= PROBLEMS TO SOLVE =
A. Reproduce the stretch of the Antero reserves announcement below from "Antero Reports 20%" through "of $5.15 per MMBtu.", word for word.
B. Write a continuation of the Antero reserves announcement below, starting after its final sentence.

= SOURCE PASSAGE =

-------

Antero Reports 20% Increase in 3P Reserves to 19.6 Tcfe Including Over 1 Billion Barrels of Liquids
DENVER, Aug. 1, 2012 /PRNewswire/-- Antero Resources announced today that proved reserves at June 30, 2012 were 4.3 Tcfe, a 1% decrease compared to reserves at December 31, 2011, pro forma for the disposition of Antero's Arkoma Basin assets which were sold in the second quarter of 2012. Proved, probable and possible reserves (3P) increased by 20% to 19.6 Tcfe while Antero's 3P liquids reserves increased by 49% to 1.0 billion barrels at June 30, 2012. Antero also announced that as of June 30, 2012 its natural gas hedge position, after excluding hedges associated with the Arkoma Basin assets, increased from year-end 2011 by 47% to 823 Bcfe with an average NYMEX-equivalent price of $5.15 per MMBtu.

-------

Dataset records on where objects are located

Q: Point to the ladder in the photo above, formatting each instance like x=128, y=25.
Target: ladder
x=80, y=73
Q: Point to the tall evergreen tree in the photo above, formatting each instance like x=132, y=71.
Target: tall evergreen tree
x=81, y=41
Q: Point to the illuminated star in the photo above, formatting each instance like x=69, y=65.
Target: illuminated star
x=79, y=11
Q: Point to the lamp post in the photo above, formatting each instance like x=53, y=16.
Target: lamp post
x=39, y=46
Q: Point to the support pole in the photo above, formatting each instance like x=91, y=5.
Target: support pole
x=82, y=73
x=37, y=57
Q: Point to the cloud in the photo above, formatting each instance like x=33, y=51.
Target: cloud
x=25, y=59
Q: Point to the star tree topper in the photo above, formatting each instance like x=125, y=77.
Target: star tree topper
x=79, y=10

-------

= EXPECTED OUTPUTS =
A.
Antero Reports 20% Increase in 3P Reserves to 19.6 Tcfe Including Over 1 Billion Barrels of Liquids
DENVER, Aug. 1, 2012 /PRNewswire/-- Antero Resources announced today that proved reserves at June 30, 2012 were 4.3 Tcfe, a 1% decrease compared to reserves at December 31, 2011, pro forma for the disposition of Antero's Arkoma Basin assets which were sold in the second quarter of 2012. Proved, probable and possible reserves (3P) increased by 20% to 19.6 Tcfe while Antero's 3P liquids reserves increased by 49% to 1.0 billion barrels at June 30, 2012. Antero also announced that as of June 30, 2012 its natural gas hedge position, after excluding hedges associated with the Arkoma Basin assets, increased from year-end 2011 by 47% to 823 Bcfe with an average NYMEX-equivalent price of $5.15 per MMBtu.

B.
Proved Reserves
Despite a 23% decline in Piceance Basin SEC pricing and an 18% decline in Appalachian Basin SEC pricing, proved reserves decreased by only 1% to 4.3 Tcfe as of June 30, 2012. Also at mid-year 2012, 73% of the Company's proved reserves were in the Marcellus Shale and 27% were in the Piceance Basin. Proved reserves by volume were 76% natural gas, 22% NGLs and 2% crude oil. As of June 30, 2012, only 16% of Antero's 252,000 net acres of Marcellus Shale leasehold were classified as proved. Antero's Marcellus Shale proved reserves increased by 12% in the first six months of 2012.
Excluding the Arkoma Basin assets, proved developed reserves increased by 36% from year-end to 817 Bcfe as of June 30, 2012 as a result of the successful execution of Antero's development drilling plan. Proved undeveloped reserves decreased in total by 6%, primarily due to a 28% decrease in Piceance undeveloped reserves driven by 23% lower pricing compared to year-end 2011. The decrease in Piceance Basin proved undeveloped reserves was partially offset by a 5% increase in Marcellus Shale proved undeveloped reserves. The sale of Antero's Arkoma Basin assets in June 2012 reduced proved reserves by 659 Bcfe. Proved undeveloped reserves accounted for 81% of total proved reserves at June 30, 2012 as compared to 86% at December 31, 2011, excluding the Arkoma Basin assets.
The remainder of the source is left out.